- **Task goal**: Please copy out the stretch of the listing from the line containing "For any wooden fence rail" through the line containing "[0, 9, 218, 109]", reproducing each line without any change.

(Object detection data)
— Begin —
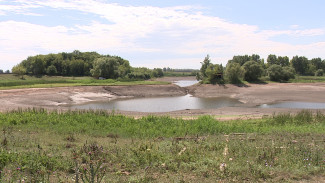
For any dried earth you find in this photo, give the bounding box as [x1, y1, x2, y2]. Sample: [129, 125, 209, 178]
[0, 78, 325, 120]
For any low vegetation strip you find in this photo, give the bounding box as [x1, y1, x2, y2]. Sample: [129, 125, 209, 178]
[0, 109, 325, 182]
[0, 74, 169, 89]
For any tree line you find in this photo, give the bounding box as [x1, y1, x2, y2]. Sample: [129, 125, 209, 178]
[12, 50, 163, 79]
[197, 54, 325, 84]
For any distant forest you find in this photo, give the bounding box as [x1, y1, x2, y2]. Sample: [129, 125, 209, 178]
[197, 54, 325, 84]
[12, 50, 163, 79]
[8, 50, 325, 84]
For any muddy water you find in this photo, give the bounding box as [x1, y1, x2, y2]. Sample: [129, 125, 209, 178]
[259, 102, 325, 109]
[173, 80, 198, 87]
[71, 95, 240, 112]
[71, 80, 241, 112]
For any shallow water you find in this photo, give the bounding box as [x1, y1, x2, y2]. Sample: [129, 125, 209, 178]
[173, 80, 199, 87]
[259, 102, 325, 109]
[71, 95, 241, 112]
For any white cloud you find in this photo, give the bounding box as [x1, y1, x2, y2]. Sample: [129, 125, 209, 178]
[0, 0, 325, 71]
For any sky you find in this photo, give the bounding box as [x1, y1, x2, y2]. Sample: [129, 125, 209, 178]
[0, 0, 325, 70]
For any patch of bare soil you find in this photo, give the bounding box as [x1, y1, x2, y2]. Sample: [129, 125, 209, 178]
[0, 78, 325, 120]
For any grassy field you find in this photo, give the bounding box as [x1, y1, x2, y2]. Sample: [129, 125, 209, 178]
[0, 74, 168, 89]
[0, 109, 325, 182]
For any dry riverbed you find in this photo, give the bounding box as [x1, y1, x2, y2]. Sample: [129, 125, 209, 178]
[0, 78, 325, 119]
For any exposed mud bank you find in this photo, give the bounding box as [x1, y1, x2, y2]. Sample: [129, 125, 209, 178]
[0, 78, 325, 119]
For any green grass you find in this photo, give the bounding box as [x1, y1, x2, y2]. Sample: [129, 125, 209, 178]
[290, 76, 325, 83]
[0, 109, 325, 182]
[0, 74, 168, 89]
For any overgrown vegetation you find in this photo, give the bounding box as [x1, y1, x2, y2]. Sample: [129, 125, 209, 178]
[197, 54, 325, 84]
[0, 109, 325, 182]
[0, 74, 169, 89]
[12, 50, 163, 80]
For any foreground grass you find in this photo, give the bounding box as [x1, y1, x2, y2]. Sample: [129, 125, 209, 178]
[0, 110, 325, 182]
[0, 74, 169, 89]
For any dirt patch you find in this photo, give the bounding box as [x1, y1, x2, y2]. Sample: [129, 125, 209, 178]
[0, 78, 325, 120]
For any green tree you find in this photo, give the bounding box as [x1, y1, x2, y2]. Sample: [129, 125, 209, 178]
[243, 61, 264, 81]
[277, 56, 290, 67]
[291, 56, 309, 75]
[12, 64, 26, 79]
[46, 65, 58, 76]
[90, 57, 119, 79]
[196, 55, 211, 80]
[225, 62, 244, 84]
[266, 55, 278, 67]
[203, 64, 224, 84]
[315, 69, 324, 76]
[267, 64, 295, 81]
[152, 68, 164, 78]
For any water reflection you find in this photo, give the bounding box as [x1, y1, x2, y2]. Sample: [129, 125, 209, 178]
[71, 95, 240, 112]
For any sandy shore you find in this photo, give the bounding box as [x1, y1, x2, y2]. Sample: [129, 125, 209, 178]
[0, 78, 325, 119]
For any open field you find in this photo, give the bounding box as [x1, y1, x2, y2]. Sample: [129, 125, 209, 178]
[0, 110, 325, 182]
[0, 74, 169, 90]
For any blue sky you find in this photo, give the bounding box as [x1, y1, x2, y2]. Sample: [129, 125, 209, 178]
[0, 0, 325, 70]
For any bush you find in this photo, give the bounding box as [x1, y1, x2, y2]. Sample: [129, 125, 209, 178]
[315, 69, 324, 76]
[225, 63, 244, 84]
[267, 65, 295, 81]
[243, 61, 263, 81]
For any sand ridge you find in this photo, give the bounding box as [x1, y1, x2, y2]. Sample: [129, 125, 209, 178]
[0, 78, 325, 119]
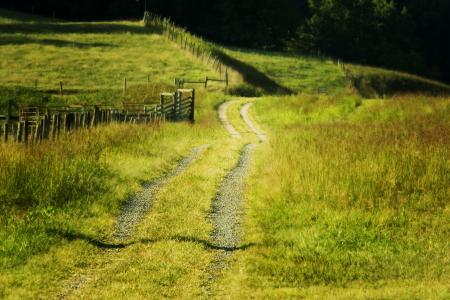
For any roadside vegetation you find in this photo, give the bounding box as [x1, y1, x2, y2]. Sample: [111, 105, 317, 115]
[222, 95, 450, 299]
[0, 10, 215, 107]
[0, 10, 450, 299]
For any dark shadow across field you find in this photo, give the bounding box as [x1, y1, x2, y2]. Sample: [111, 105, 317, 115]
[47, 229, 256, 252]
[214, 49, 293, 94]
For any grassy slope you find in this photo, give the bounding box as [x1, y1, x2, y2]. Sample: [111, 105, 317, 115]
[0, 90, 232, 298]
[224, 48, 346, 93]
[0, 10, 215, 109]
[221, 96, 450, 299]
[0, 7, 450, 299]
[0, 11, 231, 298]
[223, 48, 450, 98]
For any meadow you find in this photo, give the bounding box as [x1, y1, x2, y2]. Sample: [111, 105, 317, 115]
[220, 47, 450, 98]
[0, 10, 216, 107]
[222, 95, 450, 299]
[0, 10, 450, 299]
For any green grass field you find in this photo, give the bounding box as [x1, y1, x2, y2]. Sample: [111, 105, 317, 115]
[222, 96, 450, 299]
[222, 48, 450, 98]
[0, 10, 450, 299]
[0, 10, 215, 109]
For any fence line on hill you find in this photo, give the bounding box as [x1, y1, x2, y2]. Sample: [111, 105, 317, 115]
[0, 89, 195, 144]
[144, 11, 228, 86]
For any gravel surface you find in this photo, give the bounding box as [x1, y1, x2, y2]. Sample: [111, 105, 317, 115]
[219, 101, 242, 139]
[211, 145, 255, 250]
[203, 144, 255, 299]
[113, 145, 208, 241]
[241, 103, 268, 143]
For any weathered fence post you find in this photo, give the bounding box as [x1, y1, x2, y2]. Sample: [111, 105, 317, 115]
[160, 94, 166, 120]
[59, 81, 64, 97]
[225, 68, 228, 87]
[172, 90, 180, 121]
[189, 89, 195, 123]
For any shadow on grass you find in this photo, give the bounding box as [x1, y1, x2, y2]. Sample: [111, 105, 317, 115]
[0, 22, 162, 35]
[47, 229, 256, 252]
[214, 49, 293, 95]
[0, 36, 117, 49]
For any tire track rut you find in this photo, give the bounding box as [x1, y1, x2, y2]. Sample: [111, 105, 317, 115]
[58, 145, 209, 299]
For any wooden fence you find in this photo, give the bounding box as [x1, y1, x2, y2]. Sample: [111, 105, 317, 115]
[0, 89, 195, 143]
[144, 12, 228, 82]
[174, 75, 229, 89]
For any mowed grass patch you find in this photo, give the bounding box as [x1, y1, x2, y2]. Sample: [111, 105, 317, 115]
[222, 48, 347, 93]
[73, 137, 242, 299]
[0, 10, 216, 107]
[344, 64, 450, 98]
[224, 96, 450, 299]
[0, 94, 224, 298]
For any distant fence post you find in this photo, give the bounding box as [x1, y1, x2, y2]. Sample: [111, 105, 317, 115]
[189, 89, 195, 123]
[159, 94, 165, 120]
[59, 81, 64, 97]
[225, 68, 228, 86]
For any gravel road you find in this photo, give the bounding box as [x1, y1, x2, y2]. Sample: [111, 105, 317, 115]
[113, 145, 208, 242]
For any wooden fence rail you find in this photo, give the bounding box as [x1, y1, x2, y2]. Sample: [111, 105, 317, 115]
[144, 11, 228, 83]
[0, 89, 195, 143]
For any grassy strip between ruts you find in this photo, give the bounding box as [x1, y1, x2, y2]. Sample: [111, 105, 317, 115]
[221, 95, 450, 299]
[0, 94, 224, 298]
[0, 9, 218, 109]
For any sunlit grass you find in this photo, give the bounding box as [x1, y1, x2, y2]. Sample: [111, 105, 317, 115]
[0, 10, 216, 108]
[224, 96, 450, 298]
[224, 48, 347, 93]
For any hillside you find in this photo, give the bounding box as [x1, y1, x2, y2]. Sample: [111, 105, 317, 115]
[0, 10, 450, 300]
[220, 47, 450, 98]
[0, 10, 220, 109]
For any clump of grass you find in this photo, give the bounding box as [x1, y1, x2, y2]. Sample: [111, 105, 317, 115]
[222, 48, 347, 93]
[224, 96, 450, 297]
[344, 65, 450, 98]
[228, 83, 263, 97]
[0, 10, 216, 104]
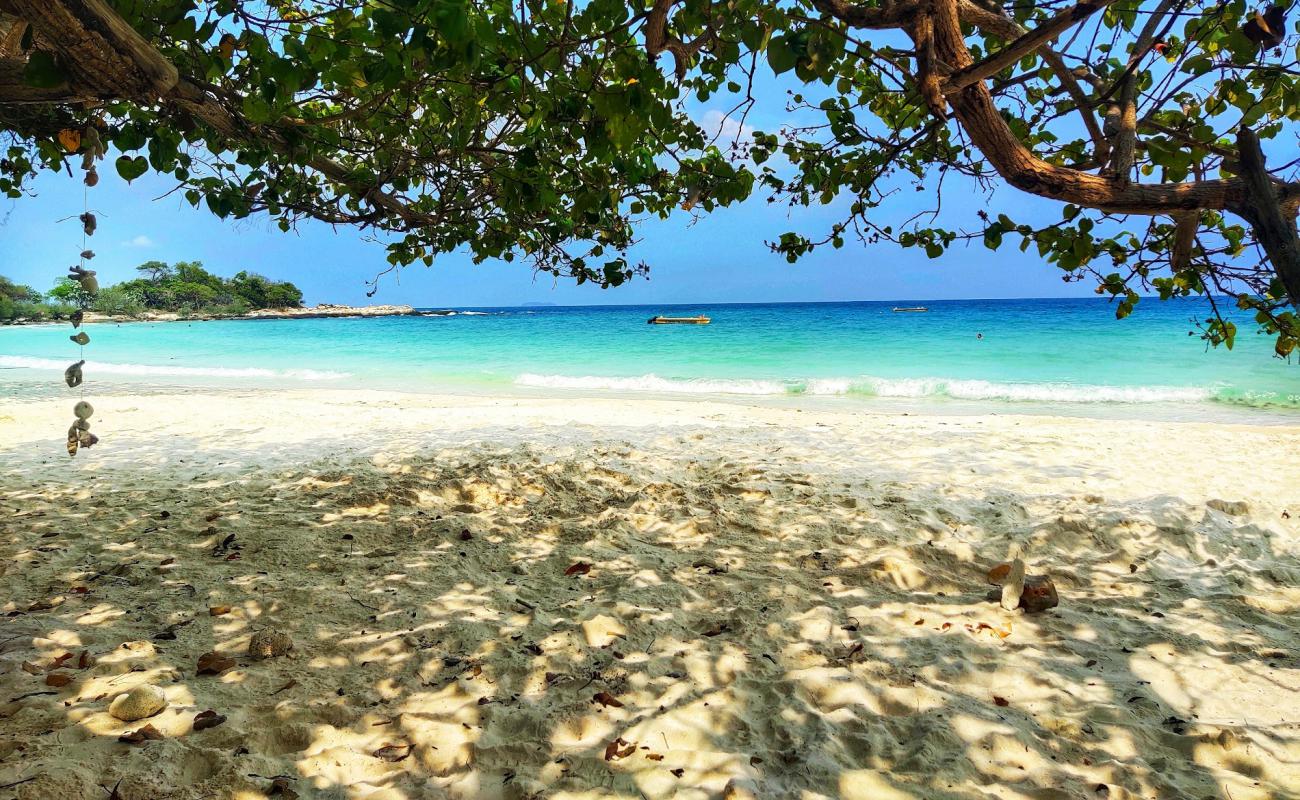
— End —
- **Answer to this exercise**:
For any wooden fence rail you find in this photo, give the bounding box as [x1, y1, x2, y2]. Sample: [111, 105, 317, 115]
[144, 11, 228, 83]
[0, 89, 195, 143]
For any grassy strip between ruts you find in this photo, give the bounding box as [x1, y1, x2, y2]. Sample: [111, 105, 317, 115]
[221, 95, 450, 299]
[0, 94, 224, 298]
[0, 9, 218, 109]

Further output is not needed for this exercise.